• **EXERCISE REQUIREMENTS**
Set down word for word the lines that begin the entries and run through the line containing "box: [5, 244, 88, 603]". Give nothing further.

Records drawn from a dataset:

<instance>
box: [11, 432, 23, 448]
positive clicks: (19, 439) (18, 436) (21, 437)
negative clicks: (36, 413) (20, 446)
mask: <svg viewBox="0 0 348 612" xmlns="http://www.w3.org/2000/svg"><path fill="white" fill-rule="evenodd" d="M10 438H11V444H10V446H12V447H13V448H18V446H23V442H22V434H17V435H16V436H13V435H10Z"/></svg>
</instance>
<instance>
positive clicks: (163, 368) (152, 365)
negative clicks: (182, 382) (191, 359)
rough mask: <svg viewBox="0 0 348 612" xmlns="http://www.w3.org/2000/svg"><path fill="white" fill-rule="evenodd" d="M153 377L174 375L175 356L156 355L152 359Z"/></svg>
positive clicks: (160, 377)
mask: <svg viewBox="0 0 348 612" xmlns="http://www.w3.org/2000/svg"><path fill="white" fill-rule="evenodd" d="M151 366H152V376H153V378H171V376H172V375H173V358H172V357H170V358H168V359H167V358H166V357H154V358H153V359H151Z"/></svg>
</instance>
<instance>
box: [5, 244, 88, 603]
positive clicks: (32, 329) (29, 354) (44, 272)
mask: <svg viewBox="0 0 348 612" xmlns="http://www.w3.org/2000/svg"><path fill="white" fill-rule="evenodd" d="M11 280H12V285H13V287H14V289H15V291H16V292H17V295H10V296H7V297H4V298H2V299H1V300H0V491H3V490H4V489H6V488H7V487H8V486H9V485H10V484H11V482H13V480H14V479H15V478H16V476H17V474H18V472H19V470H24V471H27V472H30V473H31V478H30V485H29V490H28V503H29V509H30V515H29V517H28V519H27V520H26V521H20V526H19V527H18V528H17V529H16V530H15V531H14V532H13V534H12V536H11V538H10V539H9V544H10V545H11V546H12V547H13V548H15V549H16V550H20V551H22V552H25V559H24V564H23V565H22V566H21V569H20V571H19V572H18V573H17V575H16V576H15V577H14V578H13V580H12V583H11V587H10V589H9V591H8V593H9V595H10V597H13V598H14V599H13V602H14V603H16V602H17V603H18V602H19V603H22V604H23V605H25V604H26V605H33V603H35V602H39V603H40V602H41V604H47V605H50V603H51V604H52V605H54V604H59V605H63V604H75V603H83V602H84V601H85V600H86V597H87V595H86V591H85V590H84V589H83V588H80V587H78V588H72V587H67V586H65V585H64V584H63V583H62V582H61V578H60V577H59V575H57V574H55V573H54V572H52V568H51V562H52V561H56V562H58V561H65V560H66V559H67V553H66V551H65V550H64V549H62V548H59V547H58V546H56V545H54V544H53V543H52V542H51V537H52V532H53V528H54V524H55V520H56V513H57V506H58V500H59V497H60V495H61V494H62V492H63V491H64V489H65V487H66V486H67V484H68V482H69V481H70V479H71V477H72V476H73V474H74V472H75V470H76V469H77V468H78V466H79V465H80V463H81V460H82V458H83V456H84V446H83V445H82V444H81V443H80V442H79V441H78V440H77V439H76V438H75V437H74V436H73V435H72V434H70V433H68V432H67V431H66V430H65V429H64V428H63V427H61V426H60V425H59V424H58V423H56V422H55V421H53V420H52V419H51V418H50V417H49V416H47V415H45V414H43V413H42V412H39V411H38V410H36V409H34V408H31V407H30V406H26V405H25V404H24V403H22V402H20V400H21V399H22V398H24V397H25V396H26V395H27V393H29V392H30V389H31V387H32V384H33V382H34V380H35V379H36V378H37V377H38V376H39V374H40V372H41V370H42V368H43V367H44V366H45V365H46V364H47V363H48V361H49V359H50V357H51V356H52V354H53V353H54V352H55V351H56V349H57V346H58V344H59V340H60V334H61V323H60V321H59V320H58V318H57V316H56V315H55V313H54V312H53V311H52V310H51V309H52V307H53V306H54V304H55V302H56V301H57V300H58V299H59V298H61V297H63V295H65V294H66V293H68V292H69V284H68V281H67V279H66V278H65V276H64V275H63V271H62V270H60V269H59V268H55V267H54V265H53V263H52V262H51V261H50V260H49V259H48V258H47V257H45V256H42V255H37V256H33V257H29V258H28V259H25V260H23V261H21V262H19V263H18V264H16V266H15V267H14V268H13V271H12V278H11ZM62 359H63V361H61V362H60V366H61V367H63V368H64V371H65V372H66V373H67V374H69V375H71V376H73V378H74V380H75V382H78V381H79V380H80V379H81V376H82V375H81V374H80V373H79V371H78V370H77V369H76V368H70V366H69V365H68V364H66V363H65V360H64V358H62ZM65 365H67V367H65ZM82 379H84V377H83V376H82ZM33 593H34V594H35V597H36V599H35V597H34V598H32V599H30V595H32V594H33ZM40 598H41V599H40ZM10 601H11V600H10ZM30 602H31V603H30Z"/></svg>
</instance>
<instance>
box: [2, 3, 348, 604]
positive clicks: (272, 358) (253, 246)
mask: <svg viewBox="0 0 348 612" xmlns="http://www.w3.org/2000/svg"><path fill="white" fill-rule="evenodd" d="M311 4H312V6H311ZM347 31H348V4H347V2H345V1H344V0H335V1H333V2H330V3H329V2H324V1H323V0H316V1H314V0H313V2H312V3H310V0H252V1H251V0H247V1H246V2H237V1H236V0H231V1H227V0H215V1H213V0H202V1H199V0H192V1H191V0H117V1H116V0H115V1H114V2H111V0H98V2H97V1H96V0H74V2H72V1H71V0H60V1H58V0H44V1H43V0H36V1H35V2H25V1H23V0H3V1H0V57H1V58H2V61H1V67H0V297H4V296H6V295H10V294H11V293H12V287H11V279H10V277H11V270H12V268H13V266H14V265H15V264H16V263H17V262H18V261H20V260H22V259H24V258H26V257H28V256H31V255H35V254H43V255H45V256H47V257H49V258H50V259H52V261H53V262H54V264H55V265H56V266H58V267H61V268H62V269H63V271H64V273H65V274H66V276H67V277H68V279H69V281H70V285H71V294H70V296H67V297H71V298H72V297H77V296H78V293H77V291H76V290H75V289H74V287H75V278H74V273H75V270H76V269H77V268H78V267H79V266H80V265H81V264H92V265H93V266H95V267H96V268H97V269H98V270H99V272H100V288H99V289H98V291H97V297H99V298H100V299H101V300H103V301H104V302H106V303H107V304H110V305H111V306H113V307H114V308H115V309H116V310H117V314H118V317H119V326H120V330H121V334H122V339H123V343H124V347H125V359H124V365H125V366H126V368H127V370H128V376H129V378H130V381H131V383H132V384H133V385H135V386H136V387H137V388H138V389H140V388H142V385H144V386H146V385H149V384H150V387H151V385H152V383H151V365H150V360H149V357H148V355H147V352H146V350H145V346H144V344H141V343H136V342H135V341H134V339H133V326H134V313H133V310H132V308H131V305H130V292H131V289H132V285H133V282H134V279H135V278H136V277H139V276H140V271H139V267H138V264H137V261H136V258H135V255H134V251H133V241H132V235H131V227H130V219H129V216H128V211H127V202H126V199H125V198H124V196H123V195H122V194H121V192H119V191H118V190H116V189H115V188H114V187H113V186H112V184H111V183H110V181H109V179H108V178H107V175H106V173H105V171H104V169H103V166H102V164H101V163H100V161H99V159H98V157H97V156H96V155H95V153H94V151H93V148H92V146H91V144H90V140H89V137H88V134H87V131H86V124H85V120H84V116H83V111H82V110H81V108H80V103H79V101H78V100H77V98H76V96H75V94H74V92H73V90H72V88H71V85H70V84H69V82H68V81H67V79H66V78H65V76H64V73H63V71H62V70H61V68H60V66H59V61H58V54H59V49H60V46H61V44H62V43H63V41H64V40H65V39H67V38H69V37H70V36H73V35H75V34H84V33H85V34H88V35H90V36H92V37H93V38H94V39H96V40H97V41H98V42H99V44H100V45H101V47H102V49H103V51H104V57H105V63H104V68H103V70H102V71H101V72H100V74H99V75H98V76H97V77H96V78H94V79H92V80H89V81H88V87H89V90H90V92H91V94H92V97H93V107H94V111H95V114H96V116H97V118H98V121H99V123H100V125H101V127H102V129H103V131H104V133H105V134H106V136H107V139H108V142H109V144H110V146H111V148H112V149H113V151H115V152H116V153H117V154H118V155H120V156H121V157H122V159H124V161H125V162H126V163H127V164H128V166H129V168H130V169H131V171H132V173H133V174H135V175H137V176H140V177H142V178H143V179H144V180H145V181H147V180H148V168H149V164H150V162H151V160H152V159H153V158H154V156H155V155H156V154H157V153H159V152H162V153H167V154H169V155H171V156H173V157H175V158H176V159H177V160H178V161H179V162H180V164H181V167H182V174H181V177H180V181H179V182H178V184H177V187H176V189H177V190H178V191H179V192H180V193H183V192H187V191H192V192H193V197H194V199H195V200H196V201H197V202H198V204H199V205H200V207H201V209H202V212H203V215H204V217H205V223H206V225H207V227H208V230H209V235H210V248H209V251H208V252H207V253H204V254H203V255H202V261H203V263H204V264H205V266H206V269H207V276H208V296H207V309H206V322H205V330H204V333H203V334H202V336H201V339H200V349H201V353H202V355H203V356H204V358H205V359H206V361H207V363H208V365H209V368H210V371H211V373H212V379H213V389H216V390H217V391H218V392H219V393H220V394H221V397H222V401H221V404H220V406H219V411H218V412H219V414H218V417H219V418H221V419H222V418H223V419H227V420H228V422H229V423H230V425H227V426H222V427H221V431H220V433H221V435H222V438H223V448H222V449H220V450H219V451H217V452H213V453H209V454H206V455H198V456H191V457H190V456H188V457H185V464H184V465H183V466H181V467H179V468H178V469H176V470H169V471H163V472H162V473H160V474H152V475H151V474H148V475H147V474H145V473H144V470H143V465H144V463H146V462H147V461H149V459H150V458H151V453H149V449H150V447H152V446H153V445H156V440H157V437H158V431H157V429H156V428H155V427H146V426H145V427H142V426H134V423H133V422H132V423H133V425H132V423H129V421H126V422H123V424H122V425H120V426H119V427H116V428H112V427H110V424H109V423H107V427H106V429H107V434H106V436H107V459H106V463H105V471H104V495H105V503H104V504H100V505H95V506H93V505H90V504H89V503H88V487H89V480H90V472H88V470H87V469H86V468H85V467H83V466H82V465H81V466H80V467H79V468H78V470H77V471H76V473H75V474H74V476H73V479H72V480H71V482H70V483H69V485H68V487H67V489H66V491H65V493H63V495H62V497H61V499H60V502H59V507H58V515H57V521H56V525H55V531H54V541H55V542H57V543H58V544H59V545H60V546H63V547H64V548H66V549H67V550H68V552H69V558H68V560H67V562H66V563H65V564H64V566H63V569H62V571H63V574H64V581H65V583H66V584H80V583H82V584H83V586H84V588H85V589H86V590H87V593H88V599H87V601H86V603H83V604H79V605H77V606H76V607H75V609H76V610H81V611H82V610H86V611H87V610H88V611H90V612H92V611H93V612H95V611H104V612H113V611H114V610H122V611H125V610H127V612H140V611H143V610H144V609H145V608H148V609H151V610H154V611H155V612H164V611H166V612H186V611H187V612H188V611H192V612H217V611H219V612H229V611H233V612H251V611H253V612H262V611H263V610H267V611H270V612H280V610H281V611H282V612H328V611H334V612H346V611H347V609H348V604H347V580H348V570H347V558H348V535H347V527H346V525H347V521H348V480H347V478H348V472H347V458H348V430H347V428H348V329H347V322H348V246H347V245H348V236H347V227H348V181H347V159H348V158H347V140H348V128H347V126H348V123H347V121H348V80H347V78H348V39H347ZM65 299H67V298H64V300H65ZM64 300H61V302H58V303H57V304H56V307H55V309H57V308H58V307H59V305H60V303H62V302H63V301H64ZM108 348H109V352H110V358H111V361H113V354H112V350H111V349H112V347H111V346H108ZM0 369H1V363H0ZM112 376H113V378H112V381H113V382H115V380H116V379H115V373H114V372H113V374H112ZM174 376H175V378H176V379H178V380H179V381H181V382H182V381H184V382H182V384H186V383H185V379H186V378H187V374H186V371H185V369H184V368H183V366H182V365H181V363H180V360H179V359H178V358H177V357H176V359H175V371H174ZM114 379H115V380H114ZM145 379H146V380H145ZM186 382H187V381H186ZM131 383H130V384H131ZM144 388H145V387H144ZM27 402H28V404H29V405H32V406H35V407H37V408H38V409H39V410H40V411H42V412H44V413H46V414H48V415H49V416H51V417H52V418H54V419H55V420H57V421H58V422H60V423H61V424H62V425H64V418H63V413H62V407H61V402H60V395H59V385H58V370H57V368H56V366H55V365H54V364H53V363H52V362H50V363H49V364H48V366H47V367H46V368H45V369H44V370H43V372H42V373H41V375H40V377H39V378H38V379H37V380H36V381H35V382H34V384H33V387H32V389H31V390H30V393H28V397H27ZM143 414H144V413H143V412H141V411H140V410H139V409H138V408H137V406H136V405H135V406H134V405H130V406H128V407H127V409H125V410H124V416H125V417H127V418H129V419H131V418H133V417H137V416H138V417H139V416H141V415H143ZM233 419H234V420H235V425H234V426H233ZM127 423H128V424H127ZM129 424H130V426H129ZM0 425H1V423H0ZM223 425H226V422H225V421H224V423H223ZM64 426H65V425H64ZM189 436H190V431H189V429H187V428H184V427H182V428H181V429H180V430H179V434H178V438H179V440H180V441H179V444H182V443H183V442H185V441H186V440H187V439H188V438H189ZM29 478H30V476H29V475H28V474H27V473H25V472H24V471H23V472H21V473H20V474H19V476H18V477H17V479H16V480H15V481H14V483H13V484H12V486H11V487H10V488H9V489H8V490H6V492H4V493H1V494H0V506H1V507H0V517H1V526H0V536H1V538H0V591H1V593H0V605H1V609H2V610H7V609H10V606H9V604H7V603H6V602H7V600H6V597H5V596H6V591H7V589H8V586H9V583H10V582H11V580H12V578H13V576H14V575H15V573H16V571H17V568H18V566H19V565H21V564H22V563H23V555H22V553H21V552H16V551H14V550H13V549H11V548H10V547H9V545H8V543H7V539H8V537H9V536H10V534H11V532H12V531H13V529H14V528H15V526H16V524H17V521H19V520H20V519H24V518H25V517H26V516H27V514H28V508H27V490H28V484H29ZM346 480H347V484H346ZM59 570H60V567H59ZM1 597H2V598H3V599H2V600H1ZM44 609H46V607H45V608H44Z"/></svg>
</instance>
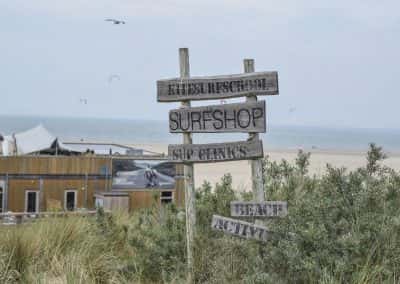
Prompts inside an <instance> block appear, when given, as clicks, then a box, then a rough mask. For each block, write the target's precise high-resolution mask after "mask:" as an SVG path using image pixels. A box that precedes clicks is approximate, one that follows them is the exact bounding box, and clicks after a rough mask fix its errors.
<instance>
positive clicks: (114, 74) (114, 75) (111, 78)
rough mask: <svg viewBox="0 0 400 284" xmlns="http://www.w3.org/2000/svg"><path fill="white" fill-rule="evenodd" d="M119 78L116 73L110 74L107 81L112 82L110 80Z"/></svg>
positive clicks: (108, 82)
mask: <svg viewBox="0 0 400 284" xmlns="http://www.w3.org/2000/svg"><path fill="white" fill-rule="evenodd" d="M114 79H115V80H120V79H121V78H120V77H119V76H118V75H116V74H112V75H110V76H109V77H108V83H112V81H113V80H114Z"/></svg>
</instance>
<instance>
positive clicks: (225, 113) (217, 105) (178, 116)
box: [169, 101, 266, 133]
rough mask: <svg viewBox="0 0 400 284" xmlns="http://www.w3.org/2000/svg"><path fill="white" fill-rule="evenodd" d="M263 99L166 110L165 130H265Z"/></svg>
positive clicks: (248, 131)
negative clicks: (168, 129) (166, 117)
mask: <svg viewBox="0 0 400 284" xmlns="http://www.w3.org/2000/svg"><path fill="white" fill-rule="evenodd" d="M265 131H266V115H265V101H257V102H251V103H248V102H246V103H236V104H222V105H211V106H204V107H192V108H180V109H174V110H171V111H170V112H169V132H171V133H183V132H196V133H205V132H208V133H214V132H265Z"/></svg>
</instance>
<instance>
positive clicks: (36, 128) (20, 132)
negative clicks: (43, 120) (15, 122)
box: [2, 125, 77, 156]
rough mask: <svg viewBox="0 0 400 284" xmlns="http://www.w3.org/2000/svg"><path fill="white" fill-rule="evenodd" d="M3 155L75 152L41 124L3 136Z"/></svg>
mask: <svg viewBox="0 0 400 284" xmlns="http://www.w3.org/2000/svg"><path fill="white" fill-rule="evenodd" d="M2 144H3V145H2V149H3V155H4V156H8V155H14V154H16V155H27V154H35V153H38V154H39V153H47V154H57V153H64V152H74V153H75V152H77V151H76V150H72V149H70V148H69V147H68V146H66V145H64V144H63V143H61V142H59V141H58V139H57V137H55V136H54V135H53V134H51V133H50V132H49V131H48V130H47V129H46V128H44V127H43V125H38V126H36V127H34V128H32V129H29V130H27V131H24V132H20V133H16V134H13V135H9V136H5V137H4V141H3V142H2Z"/></svg>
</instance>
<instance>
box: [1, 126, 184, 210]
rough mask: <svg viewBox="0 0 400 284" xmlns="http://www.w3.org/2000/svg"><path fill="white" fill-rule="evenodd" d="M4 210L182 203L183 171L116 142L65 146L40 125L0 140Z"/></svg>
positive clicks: (127, 207) (127, 206) (114, 206)
mask: <svg viewBox="0 0 400 284" xmlns="http://www.w3.org/2000/svg"><path fill="white" fill-rule="evenodd" d="M0 149H1V151H0V211H1V212H8V211H12V212H32V213H35V212H46V211H54V210H56V211H59V210H67V211H72V210H77V209H80V208H85V209H94V208H95V207H96V205H97V206H104V207H105V208H106V209H126V210H134V209H138V208H144V207H150V206H152V205H154V204H156V205H161V204H163V203H170V202H174V203H176V204H177V205H178V206H181V205H183V204H184V194H183V181H182V180H181V176H182V171H183V167H182V166H179V165H176V164H173V163H171V162H170V161H169V160H168V158H167V157H165V156H164V155H162V154H158V153H154V152H149V151H144V150H142V149H135V148H132V147H129V146H125V145H121V144H116V143H90V142H77V143H73V142H70V143H62V142H60V141H59V140H58V139H57V137H55V136H54V135H52V134H51V133H50V132H49V131H48V130H47V129H45V128H44V127H43V126H42V125H39V126H37V127H35V128H33V129H30V130H27V131H25V132H22V133H18V134H12V135H9V136H4V137H3V136H1V137H0Z"/></svg>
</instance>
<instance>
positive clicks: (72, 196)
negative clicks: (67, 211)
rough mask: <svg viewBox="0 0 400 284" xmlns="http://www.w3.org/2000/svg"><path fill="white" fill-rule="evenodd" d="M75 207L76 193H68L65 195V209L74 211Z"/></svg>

• **SOLUTION FOR THIS EXERCISE**
<instance>
box: [11, 432, 23, 448]
positive clicks: (19, 439) (18, 436) (21, 437)
negative clicks: (36, 413) (20, 446)
mask: <svg viewBox="0 0 348 612" xmlns="http://www.w3.org/2000/svg"><path fill="white" fill-rule="evenodd" d="M10 438H11V444H10V446H12V447H13V448H18V446H23V442H22V434H17V435H16V436H13V435H10Z"/></svg>
</instance>
<instance>
positive clicks: (163, 368) (152, 365)
negative clicks: (182, 382) (191, 359)
rough mask: <svg viewBox="0 0 348 612" xmlns="http://www.w3.org/2000/svg"><path fill="white" fill-rule="evenodd" d="M153 377L174 375L175 356L156 355L152 359Z"/></svg>
positive clicks: (160, 377)
mask: <svg viewBox="0 0 348 612" xmlns="http://www.w3.org/2000/svg"><path fill="white" fill-rule="evenodd" d="M151 366H152V376H153V378H171V376H172V375H173V358H172V357H170V358H168V359H167V358H166V357H154V358H153V359H151Z"/></svg>
</instance>
<instance>
box: [5, 244, 88, 603]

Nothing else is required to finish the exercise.